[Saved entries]

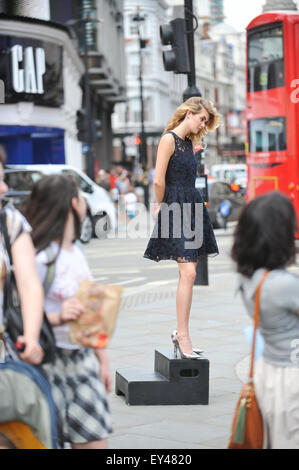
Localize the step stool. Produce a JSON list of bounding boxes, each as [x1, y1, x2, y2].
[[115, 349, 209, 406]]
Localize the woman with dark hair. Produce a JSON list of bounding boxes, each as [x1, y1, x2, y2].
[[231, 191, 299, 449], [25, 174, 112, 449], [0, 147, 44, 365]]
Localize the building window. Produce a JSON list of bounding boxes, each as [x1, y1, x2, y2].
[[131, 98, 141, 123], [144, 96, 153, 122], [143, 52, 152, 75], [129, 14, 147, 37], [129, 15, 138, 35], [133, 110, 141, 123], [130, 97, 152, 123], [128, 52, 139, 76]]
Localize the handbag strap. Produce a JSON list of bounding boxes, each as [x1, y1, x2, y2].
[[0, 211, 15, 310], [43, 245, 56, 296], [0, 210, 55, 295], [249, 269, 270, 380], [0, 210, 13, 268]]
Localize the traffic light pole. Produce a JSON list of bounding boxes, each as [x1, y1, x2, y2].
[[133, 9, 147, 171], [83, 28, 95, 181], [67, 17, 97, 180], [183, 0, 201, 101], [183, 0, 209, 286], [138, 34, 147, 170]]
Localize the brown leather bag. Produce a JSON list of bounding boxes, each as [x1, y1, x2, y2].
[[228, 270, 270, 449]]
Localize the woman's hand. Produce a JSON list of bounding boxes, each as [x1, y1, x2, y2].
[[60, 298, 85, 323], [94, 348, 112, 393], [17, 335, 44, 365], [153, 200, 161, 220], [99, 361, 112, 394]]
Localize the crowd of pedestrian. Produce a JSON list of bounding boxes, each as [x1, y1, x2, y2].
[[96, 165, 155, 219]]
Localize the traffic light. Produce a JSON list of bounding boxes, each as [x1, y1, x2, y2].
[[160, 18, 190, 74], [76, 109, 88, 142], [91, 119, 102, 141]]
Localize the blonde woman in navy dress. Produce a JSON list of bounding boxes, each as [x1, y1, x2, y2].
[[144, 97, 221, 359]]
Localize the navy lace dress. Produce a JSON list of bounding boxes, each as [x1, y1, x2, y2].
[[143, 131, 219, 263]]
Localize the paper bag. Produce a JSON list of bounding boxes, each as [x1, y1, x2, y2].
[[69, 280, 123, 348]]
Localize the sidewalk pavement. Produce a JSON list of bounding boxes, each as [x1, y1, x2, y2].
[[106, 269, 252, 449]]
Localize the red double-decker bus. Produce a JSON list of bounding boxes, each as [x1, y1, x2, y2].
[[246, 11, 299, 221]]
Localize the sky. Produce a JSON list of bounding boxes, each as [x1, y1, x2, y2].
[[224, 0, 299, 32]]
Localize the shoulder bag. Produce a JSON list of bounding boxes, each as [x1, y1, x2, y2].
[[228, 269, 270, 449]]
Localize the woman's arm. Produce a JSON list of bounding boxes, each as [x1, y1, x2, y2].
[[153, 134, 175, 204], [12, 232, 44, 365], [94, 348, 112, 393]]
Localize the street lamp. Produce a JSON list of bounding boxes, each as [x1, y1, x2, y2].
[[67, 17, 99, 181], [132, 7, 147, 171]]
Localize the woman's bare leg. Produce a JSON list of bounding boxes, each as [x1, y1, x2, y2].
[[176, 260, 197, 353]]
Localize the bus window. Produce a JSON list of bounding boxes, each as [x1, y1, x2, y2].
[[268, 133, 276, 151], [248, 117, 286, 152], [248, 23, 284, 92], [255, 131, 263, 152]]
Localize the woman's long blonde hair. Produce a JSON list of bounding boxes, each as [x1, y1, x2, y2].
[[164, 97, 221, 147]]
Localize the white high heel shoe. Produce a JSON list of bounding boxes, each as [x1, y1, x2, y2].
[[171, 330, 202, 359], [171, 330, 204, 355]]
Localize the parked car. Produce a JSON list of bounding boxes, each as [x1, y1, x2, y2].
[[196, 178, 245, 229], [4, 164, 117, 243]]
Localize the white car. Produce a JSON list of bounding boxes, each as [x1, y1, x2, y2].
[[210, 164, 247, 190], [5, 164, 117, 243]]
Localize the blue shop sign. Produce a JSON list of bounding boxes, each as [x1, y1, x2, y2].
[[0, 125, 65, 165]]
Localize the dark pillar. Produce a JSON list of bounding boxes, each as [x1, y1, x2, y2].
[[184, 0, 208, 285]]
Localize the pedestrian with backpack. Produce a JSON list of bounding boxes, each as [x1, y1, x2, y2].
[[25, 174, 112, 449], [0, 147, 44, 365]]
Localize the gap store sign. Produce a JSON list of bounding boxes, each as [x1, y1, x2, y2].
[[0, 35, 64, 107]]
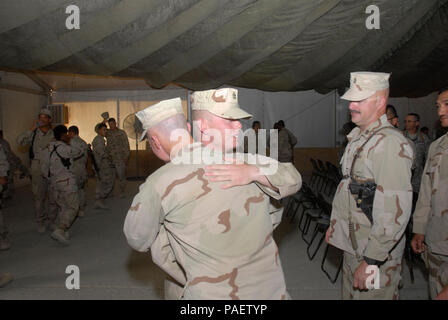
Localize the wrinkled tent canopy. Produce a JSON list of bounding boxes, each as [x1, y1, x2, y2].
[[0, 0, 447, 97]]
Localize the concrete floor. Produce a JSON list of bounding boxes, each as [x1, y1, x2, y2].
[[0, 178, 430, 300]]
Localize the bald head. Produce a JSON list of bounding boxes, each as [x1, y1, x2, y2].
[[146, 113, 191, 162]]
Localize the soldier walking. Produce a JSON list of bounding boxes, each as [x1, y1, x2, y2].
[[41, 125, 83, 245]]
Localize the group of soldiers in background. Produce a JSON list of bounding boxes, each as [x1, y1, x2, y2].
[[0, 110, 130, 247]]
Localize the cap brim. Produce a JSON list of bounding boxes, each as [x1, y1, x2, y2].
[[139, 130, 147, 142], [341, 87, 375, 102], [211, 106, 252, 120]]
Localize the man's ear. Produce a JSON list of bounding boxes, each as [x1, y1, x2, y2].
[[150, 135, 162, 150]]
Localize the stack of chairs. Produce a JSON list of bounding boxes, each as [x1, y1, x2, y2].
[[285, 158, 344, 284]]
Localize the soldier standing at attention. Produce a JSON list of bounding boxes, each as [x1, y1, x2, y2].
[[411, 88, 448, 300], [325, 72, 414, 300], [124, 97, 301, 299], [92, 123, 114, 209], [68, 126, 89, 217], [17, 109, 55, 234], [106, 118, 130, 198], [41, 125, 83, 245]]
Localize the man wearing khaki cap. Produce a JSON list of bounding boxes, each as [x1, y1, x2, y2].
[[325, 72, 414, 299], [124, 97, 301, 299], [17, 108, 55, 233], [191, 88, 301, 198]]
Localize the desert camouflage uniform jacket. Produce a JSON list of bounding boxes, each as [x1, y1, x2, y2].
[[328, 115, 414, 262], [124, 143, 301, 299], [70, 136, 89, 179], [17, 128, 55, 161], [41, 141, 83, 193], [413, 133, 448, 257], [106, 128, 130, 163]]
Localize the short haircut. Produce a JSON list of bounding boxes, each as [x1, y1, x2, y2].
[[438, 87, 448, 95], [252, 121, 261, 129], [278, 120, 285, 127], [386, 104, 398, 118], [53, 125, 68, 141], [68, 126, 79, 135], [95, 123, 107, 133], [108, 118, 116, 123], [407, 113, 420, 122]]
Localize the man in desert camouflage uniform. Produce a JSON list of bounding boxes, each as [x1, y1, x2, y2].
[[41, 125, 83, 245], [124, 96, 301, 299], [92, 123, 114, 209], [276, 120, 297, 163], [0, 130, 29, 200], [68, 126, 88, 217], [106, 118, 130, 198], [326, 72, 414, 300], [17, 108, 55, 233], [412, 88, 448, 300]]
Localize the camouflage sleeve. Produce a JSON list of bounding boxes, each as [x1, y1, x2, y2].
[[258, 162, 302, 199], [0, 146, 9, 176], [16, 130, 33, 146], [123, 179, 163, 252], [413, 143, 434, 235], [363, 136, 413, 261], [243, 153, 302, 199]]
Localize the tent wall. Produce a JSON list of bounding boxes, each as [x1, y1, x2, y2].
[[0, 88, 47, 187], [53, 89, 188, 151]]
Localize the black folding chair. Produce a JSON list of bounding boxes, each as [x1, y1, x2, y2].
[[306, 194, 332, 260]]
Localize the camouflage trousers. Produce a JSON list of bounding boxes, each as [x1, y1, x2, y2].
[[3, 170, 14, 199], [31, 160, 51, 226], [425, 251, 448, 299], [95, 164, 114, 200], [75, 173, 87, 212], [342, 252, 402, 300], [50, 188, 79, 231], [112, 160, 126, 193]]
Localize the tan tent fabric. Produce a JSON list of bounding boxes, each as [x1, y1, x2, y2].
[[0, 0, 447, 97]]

* **REQUIRED WORK**
Reproduce verbatim only the lines from the one holding "Localize the man wearing" through the end of the records.

* **ANSWER SECTION**
Localize the man wearing khaki cap. Produce a JSON list of bounding boxes, each as [x1, y1, x2, y2].
[[325, 72, 414, 299], [124, 97, 301, 299], [17, 108, 55, 233], [191, 88, 301, 198]]
Localize the desert camouflage uniform jacket. Produce a JSON list of bounding boxes, each as [x1, y1, x2, y2].
[[328, 115, 414, 262], [124, 143, 301, 299], [70, 136, 89, 179], [17, 128, 55, 161], [41, 141, 83, 193], [413, 133, 448, 257], [106, 128, 130, 163]]
Localize the short haircut. Produce a JSON list of bounding boxes, each as [x1, y1, x2, y2].
[[438, 87, 448, 95], [252, 121, 261, 129], [278, 120, 285, 127], [386, 104, 398, 118], [53, 125, 68, 141], [68, 126, 79, 135], [95, 123, 107, 133], [108, 118, 116, 123], [407, 113, 420, 122]]
Localize the man in desert camouflage uniform. Produce a JSON list of bounding boxes, each as [x1, y1, x2, y2].
[[41, 125, 83, 245], [124, 96, 301, 299], [92, 123, 114, 209], [276, 120, 297, 163], [0, 130, 29, 200], [68, 126, 88, 217], [106, 118, 130, 198], [326, 72, 414, 300], [17, 108, 55, 233], [412, 88, 448, 300]]
Localize the camouflage sleeve. Produce a JSON list of bounding boxes, each as [x1, y1, x2, y2].
[[258, 162, 302, 199], [0, 146, 9, 176], [16, 130, 33, 146], [123, 179, 163, 252], [413, 143, 434, 235], [363, 136, 413, 261], [243, 153, 302, 199]]
Localize the tent wall. Produce a JSON list of bounding boxes, each as [x1, y1, x2, y2].
[[0, 88, 47, 187], [53, 89, 188, 151]]
Localize the black folding chair. Produce a JSON list of bounding boxes, each as [x1, y1, x2, y2].
[[306, 194, 332, 260]]
Localize the camouflage trousers. Produce a JSON list of bounding boxes, each as [x1, y1, x2, y2].
[[3, 170, 14, 199], [31, 160, 51, 226], [425, 251, 448, 299], [95, 164, 114, 200], [75, 173, 87, 212], [342, 252, 402, 300], [50, 188, 79, 231], [112, 160, 126, 193]]
Localize the tan tent fabric. Produce a JSON list of bounding boxes, each as [x1, y1, x2, y2].
[[0, 0, 447, 97]]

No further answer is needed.